---- Dane ćwiczenia
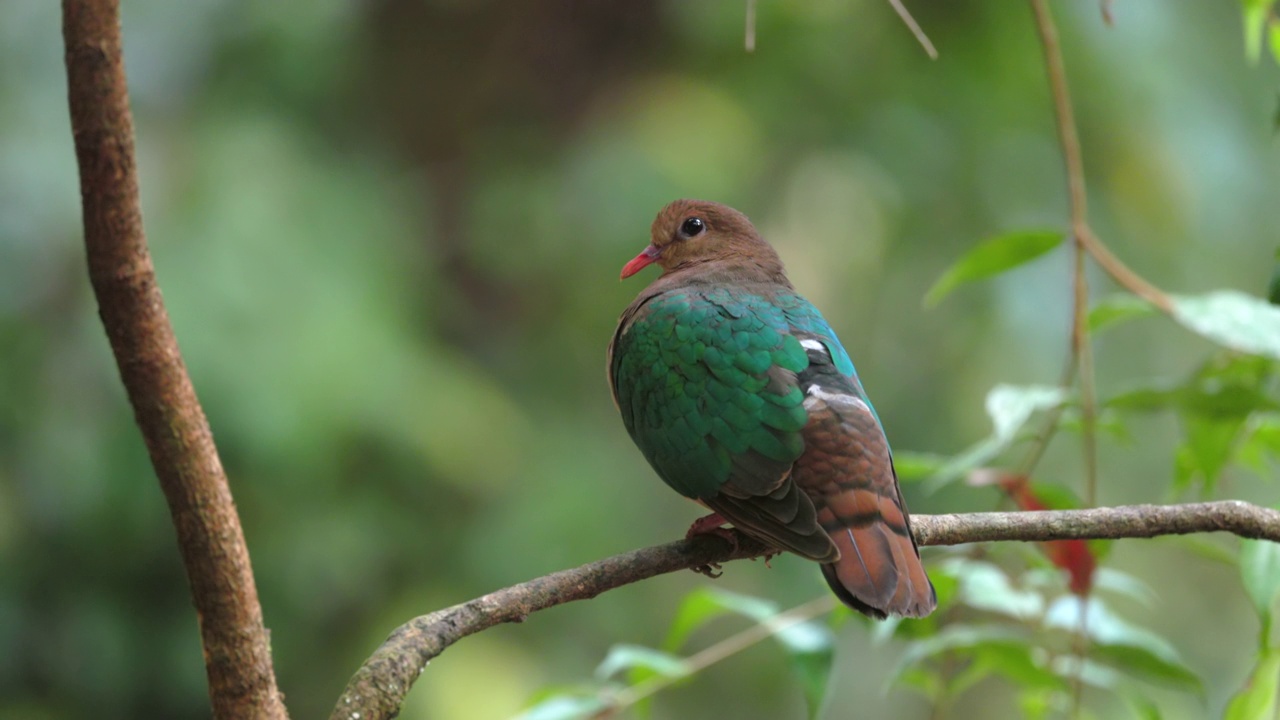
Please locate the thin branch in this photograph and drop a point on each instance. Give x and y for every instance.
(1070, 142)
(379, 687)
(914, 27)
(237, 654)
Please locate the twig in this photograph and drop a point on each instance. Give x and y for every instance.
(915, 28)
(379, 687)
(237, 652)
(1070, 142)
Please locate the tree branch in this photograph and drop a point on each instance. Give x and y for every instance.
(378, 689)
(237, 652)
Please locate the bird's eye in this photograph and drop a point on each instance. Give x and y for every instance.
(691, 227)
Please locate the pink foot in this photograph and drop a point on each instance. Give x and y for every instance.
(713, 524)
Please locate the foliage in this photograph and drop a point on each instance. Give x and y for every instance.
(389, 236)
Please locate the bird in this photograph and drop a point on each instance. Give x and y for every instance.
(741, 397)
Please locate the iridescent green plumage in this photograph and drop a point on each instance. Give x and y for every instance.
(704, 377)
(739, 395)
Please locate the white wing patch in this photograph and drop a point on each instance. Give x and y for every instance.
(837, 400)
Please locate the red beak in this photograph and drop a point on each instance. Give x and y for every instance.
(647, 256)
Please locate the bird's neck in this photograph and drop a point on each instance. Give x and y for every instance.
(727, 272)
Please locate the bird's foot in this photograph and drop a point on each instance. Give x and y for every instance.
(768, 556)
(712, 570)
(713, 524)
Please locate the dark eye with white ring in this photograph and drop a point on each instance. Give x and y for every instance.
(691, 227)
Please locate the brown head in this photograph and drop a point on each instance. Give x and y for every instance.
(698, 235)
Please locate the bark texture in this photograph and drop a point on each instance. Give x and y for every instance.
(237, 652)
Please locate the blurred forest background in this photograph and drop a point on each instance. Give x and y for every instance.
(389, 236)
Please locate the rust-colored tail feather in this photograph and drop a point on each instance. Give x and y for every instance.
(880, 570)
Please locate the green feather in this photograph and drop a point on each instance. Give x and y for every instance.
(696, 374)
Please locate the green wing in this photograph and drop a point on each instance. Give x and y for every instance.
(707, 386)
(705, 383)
--------
---- Dane ćwiczenia
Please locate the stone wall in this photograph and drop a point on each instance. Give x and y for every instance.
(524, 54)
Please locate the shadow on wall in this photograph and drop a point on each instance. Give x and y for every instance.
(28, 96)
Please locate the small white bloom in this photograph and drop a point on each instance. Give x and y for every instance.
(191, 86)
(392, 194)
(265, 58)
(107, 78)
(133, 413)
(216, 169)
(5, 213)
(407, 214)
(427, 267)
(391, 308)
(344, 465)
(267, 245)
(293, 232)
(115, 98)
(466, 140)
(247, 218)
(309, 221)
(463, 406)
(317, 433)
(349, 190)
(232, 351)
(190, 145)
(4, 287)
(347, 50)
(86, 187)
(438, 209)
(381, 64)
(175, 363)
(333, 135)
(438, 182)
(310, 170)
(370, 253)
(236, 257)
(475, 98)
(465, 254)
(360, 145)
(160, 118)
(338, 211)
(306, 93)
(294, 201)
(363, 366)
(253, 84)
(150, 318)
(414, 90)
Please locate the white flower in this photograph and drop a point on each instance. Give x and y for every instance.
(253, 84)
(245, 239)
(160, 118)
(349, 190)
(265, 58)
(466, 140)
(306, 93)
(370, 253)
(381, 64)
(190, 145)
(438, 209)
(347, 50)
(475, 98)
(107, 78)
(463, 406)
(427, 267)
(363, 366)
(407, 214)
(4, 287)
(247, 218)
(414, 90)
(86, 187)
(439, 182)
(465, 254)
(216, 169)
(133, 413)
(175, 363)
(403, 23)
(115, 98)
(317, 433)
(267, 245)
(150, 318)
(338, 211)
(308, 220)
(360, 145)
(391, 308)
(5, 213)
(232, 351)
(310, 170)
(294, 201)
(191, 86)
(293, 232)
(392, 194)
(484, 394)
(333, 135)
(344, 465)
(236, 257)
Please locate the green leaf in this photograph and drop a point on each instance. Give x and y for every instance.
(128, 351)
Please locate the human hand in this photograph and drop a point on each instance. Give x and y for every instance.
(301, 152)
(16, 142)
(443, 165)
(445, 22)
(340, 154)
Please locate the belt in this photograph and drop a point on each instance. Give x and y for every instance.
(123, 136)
--------
• Polecenie: Wypisz każdy wiersz z powyższych pozycji, który zawiera ciąg „branch”. Wielkość liter ma znaczenie.

• Odpowiedź:
Please locate the thin branch in this photograph and drop a point on each instance. Give x and y for every instance.
Please locate the tree branch in this photograph and drop a point on each instance. Give x and y for every instance.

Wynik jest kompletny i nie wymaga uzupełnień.